PROBLEM DESCRIPTION: Reproduce exactly the line that includes "Where can you see the black" and all lines after it, ending with the last line of the data.

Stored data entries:
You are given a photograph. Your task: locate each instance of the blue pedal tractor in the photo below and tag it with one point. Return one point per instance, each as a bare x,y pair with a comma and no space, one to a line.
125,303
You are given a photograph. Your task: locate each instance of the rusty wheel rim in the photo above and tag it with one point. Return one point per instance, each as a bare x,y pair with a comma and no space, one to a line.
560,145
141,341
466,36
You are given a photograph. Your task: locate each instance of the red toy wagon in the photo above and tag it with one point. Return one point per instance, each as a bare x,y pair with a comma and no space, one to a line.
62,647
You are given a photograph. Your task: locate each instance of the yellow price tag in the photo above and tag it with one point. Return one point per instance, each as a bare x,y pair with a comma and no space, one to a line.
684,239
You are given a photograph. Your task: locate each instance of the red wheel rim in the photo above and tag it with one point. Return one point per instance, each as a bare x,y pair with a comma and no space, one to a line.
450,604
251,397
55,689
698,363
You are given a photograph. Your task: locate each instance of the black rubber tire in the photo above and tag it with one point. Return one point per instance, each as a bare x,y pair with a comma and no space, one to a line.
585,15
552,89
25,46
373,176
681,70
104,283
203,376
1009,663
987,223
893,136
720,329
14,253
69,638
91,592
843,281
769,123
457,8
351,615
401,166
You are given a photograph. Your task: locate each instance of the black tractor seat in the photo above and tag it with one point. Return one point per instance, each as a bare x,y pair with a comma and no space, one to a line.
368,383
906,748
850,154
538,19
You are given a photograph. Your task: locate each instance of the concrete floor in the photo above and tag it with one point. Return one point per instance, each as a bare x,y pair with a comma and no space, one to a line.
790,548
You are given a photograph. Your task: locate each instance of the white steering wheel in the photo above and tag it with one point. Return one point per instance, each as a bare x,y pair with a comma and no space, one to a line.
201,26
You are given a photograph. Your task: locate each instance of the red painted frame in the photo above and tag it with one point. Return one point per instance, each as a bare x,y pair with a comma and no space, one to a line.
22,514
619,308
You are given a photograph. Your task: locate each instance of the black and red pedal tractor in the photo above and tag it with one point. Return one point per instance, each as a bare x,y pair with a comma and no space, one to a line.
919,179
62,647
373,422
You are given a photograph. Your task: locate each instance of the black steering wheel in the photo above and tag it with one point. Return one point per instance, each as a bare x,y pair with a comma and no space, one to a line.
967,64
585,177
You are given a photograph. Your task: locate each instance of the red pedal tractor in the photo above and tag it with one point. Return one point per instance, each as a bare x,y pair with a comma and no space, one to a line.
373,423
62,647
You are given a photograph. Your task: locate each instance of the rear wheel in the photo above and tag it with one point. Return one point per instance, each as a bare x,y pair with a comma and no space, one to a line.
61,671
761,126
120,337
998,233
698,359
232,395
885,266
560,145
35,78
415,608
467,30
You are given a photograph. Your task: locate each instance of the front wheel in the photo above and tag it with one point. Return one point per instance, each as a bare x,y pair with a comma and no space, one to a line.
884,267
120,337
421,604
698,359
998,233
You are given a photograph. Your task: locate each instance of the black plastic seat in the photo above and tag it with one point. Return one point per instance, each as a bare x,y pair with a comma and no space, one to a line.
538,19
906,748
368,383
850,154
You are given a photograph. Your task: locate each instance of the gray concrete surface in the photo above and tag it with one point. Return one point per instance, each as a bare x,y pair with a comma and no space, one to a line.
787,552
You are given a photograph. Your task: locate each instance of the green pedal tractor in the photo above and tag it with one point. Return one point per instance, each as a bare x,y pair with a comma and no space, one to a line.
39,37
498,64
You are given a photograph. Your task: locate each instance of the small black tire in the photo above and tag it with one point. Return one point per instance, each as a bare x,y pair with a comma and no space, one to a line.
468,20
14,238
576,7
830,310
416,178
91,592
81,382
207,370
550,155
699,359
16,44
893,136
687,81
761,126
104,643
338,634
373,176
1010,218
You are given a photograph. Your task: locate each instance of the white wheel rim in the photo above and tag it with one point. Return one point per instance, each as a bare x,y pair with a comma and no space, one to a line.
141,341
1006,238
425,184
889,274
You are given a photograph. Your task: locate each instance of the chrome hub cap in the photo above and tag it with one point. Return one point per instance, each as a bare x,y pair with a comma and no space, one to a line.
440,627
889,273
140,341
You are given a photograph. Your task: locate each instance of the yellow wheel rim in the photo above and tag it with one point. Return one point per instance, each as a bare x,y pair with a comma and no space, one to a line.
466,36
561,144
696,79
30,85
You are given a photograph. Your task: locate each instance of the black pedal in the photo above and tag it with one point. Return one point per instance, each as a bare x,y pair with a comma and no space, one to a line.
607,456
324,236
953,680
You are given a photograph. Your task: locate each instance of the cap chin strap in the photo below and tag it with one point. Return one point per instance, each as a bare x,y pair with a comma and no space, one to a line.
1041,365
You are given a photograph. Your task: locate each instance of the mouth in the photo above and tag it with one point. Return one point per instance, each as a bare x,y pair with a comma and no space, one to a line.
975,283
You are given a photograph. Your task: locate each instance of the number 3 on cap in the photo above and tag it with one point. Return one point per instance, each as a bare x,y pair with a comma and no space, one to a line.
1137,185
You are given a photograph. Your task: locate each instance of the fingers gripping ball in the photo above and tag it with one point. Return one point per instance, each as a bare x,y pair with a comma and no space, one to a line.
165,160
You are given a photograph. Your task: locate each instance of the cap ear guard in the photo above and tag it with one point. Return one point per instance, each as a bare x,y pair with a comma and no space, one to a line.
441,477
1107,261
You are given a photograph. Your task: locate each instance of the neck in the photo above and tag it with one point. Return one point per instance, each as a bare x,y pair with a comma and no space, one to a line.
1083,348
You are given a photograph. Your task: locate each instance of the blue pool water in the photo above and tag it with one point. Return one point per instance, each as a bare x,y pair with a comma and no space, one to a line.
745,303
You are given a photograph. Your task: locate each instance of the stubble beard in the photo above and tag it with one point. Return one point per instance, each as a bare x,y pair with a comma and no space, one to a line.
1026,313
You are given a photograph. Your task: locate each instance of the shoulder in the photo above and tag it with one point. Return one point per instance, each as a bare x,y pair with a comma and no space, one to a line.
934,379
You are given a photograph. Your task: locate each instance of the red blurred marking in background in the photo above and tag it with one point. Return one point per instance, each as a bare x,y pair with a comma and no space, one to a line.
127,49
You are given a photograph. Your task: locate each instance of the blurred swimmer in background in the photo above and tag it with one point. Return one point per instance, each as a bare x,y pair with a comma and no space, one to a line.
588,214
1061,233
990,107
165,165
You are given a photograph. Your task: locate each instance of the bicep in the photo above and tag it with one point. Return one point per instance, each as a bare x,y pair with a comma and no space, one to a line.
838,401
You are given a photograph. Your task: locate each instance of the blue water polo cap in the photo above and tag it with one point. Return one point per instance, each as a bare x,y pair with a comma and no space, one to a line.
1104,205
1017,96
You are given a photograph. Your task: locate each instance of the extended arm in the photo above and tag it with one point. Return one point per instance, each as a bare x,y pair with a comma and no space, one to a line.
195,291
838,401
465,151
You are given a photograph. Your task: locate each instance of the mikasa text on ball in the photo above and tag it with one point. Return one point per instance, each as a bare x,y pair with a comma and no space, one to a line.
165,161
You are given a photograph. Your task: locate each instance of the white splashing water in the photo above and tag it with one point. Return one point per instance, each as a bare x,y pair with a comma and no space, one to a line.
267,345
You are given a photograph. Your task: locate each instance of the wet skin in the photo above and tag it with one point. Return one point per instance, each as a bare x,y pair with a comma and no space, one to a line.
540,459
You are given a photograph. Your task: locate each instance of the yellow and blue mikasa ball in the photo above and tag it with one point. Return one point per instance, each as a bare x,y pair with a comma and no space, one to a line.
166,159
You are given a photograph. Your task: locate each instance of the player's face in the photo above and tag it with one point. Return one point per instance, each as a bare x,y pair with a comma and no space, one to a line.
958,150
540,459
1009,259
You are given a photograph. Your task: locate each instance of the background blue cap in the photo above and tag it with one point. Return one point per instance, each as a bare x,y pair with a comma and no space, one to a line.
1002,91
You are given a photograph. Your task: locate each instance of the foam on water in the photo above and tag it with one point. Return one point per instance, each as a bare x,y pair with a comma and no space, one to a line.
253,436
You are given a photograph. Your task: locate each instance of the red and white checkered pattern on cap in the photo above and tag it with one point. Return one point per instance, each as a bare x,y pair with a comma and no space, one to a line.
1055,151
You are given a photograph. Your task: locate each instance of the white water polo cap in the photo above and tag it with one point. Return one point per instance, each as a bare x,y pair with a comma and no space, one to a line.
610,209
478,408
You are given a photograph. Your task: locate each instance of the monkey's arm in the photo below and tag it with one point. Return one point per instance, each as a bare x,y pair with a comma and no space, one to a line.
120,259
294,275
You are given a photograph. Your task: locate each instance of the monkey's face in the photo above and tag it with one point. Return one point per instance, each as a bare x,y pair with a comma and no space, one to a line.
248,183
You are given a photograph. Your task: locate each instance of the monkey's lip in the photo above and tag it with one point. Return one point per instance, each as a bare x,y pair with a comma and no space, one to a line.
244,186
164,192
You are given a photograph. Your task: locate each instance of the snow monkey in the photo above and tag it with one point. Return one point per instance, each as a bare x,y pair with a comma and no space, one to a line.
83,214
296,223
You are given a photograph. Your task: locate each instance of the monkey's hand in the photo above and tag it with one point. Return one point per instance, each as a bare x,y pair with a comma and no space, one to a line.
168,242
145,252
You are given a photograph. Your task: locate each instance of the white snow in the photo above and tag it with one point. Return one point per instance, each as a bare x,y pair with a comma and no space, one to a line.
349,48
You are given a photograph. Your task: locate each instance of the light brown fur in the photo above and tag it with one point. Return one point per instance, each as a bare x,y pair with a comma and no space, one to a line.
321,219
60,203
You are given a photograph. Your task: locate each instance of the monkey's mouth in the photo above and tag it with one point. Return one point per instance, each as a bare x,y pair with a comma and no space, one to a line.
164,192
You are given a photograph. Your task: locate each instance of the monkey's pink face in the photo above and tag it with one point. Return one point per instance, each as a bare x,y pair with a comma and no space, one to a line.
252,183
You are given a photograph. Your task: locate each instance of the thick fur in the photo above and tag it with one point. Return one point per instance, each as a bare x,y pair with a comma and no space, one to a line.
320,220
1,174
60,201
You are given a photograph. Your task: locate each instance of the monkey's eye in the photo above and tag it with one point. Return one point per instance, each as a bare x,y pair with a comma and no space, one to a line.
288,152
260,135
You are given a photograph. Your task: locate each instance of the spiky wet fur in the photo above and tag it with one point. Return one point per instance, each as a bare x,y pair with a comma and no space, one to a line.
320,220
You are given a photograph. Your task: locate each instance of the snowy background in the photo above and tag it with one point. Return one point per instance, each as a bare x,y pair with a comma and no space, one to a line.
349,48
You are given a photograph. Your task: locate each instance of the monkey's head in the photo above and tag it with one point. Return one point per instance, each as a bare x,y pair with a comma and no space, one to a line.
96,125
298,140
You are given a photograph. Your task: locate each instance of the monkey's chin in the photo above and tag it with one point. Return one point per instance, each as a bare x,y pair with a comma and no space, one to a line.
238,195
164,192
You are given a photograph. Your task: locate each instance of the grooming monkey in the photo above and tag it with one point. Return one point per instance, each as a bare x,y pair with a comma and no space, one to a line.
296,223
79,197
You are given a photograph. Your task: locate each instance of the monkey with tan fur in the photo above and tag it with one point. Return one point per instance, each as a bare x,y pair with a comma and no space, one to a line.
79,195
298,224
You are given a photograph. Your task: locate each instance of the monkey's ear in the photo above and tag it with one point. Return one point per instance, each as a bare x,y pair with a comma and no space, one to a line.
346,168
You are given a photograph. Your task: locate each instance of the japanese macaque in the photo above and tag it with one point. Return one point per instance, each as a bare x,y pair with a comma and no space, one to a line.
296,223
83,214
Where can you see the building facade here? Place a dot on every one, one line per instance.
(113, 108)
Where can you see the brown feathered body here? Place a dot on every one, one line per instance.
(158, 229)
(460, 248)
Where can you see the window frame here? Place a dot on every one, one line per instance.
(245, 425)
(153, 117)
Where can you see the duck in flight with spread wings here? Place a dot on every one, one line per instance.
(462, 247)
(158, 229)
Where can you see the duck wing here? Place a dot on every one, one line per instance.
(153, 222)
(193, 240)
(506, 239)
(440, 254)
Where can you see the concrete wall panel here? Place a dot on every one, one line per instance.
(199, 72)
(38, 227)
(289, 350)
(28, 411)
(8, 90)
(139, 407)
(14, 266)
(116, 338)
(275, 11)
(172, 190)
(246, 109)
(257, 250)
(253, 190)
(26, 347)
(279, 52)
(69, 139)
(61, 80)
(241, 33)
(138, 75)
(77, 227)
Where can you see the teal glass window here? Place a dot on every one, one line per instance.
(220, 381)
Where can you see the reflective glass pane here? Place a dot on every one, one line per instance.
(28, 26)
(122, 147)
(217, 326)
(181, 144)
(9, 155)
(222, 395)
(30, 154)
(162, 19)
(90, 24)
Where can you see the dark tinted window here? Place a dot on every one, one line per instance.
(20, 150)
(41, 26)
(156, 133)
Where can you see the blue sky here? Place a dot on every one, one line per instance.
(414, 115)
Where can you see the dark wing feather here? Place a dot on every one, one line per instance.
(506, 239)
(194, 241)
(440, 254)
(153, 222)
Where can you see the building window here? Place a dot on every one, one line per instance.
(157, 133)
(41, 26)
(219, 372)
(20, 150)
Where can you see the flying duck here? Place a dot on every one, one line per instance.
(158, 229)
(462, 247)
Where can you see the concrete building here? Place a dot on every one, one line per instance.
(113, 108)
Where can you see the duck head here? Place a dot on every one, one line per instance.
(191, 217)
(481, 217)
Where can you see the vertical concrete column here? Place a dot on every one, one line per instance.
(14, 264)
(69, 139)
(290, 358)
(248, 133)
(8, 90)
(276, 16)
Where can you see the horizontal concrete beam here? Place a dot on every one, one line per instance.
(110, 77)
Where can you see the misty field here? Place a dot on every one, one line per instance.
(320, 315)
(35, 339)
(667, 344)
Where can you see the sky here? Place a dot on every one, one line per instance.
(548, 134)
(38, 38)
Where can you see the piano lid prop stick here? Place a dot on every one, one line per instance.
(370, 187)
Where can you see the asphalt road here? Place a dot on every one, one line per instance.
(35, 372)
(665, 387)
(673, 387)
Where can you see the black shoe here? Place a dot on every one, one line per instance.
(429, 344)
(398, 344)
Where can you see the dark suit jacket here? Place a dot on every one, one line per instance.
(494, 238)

WRITTEN ANSWER:
Where can you see the black shoe here? Place a dot on every one, one line per instance.
(429, 344)
(398, 344)
Where can you see the dark suit jacket here? Place a dot on every one, one line per instance.
(494, 238)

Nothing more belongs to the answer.